#### Source material:
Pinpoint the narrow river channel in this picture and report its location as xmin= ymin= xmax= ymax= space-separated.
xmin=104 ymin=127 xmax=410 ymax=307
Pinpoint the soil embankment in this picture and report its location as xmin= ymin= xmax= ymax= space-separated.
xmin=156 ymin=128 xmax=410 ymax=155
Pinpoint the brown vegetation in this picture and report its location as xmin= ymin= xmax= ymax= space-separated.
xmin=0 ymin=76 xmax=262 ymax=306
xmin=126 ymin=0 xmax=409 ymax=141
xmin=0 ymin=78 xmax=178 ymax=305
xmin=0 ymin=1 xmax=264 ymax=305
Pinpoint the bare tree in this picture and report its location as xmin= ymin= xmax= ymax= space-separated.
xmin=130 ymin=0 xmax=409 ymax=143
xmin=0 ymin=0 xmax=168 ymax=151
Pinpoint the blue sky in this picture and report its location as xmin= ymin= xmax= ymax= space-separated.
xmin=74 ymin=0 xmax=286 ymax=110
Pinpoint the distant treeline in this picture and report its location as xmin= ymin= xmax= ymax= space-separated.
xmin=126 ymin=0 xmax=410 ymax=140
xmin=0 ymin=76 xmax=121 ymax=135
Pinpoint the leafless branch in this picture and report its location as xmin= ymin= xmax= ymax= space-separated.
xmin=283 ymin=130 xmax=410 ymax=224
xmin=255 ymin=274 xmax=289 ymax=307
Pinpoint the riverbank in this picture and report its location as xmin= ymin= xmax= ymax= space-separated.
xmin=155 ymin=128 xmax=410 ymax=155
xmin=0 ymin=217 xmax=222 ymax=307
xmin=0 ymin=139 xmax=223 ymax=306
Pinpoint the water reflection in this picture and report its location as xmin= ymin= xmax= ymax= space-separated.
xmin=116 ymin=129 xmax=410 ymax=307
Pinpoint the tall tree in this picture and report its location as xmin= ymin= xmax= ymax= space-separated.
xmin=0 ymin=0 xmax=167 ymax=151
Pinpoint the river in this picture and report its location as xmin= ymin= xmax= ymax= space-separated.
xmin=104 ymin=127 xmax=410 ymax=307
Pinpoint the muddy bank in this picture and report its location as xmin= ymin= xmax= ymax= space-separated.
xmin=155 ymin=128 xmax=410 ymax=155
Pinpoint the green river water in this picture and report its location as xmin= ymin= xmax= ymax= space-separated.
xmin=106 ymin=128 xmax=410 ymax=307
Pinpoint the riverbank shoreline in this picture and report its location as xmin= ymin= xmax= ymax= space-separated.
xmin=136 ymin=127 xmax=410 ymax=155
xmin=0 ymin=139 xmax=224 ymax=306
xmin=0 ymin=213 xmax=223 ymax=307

#### Work order:
Start at the first line and transcribe the data exactly through the last.

#### Expected answer:
Pinpoint the narrow river channel in this picture and report its location as xmin= ymin= xmax= ymax= space-separated.
xmin=104 ymin=127 xmax=410 ymax=307
Pinpoint the soil embankment in this picture and report its location as xmin= ymin= xmax= ymax= space-separated.
xmin=156 ymin=128 xmax=410 ymax=155
Pinpoint the brown vegetation in this picture and report its location as xmin= ymin= xmax= ymax= space-separated.
xmin=0 ymin=76 xmax=262 ymax=306
xmin=126 ymin=0 xmax=409 ymax=141
xmin=0 ymin=78 xmax=178 ymax=305
xmin=0 ymin=1 xmax=264 ymax=305
Pinpoint the bare tree in this picture and report its location as xmin= ymin= xmax= ymax= space-separated.
xmin=130 ymin=0 xmax=409 ymax=143
xmin=0 ymin=0 xmax=168 ymax=151
Pinpoint the blue sky in this picture and report its location as xmin= ymin= xmax= ymax= space-separated.
xmin=74 ymin=0 xmax=286 ymax=110
Pinpoint the distant treeline in this picture and report its location as xmin= ymin= xmax= ymax= space-separated.
xmin=126 ymin=0 xmax=410 ymax=140
xmin=0 ymin=76 xmax=121 ymax=135
Pinpoint the leafless branch in this picture and report its location as xmin= ymin= xmax= ymax= space-separated.
xmin=283 ymin=130 xmax=410 ymax=224
xmin=255 ymin=274 xmax=289 ymax=307
Pinpoint the riverbank in this picture and report its location as xmin= ymin= xmax= ymax= space-separated.
xmin=155 ymin=128 xmax=410 ymax=155
xmin=0 ymin=217 xmax=222 ymax=307
xmin=0 ymin=139 xmax=223 ymax=306
Pinpoint the water reflection in this picture and report its location as xmin= ymin= xmax= ymax= space-separated.
xmin=116 ymin=129 xmax=410 ymax=307
Pinpoint the tall tree in this picture and report its location as xmin= ymin= xmax= ymax= space-separated.
xmin=0 ymin=0 xmax=167 ymax=151
Pinpoint the river in this picture and report its location as xmin= ymin= xmax= ymax= space-separated.
xmin=104 ymin=127 xmax=410 ymax=307
Pinpoint the muddy bank in this picture and report its location as xmin= ymin= xmax= ymax= space-separated.
xmin=155 ymin=128 xmax=410 ymax=155
Pinpoint the green river water in this picture and report its location as xmin= ymin= xmax= ymax= space-separated.
xmin=106 ymin=128 xmax=410 ymax=307
Pinpoint the riverbank shoreline in this picture and report its location as xmin= ymin= xmax= ymax= space-separated.
xmin=136 ymin=127 xmax=410 ymax=155
xmin=0 ymin=139 xmax=224 ymax=306
xmin=0 ymin=213 xmax=223 ymax=307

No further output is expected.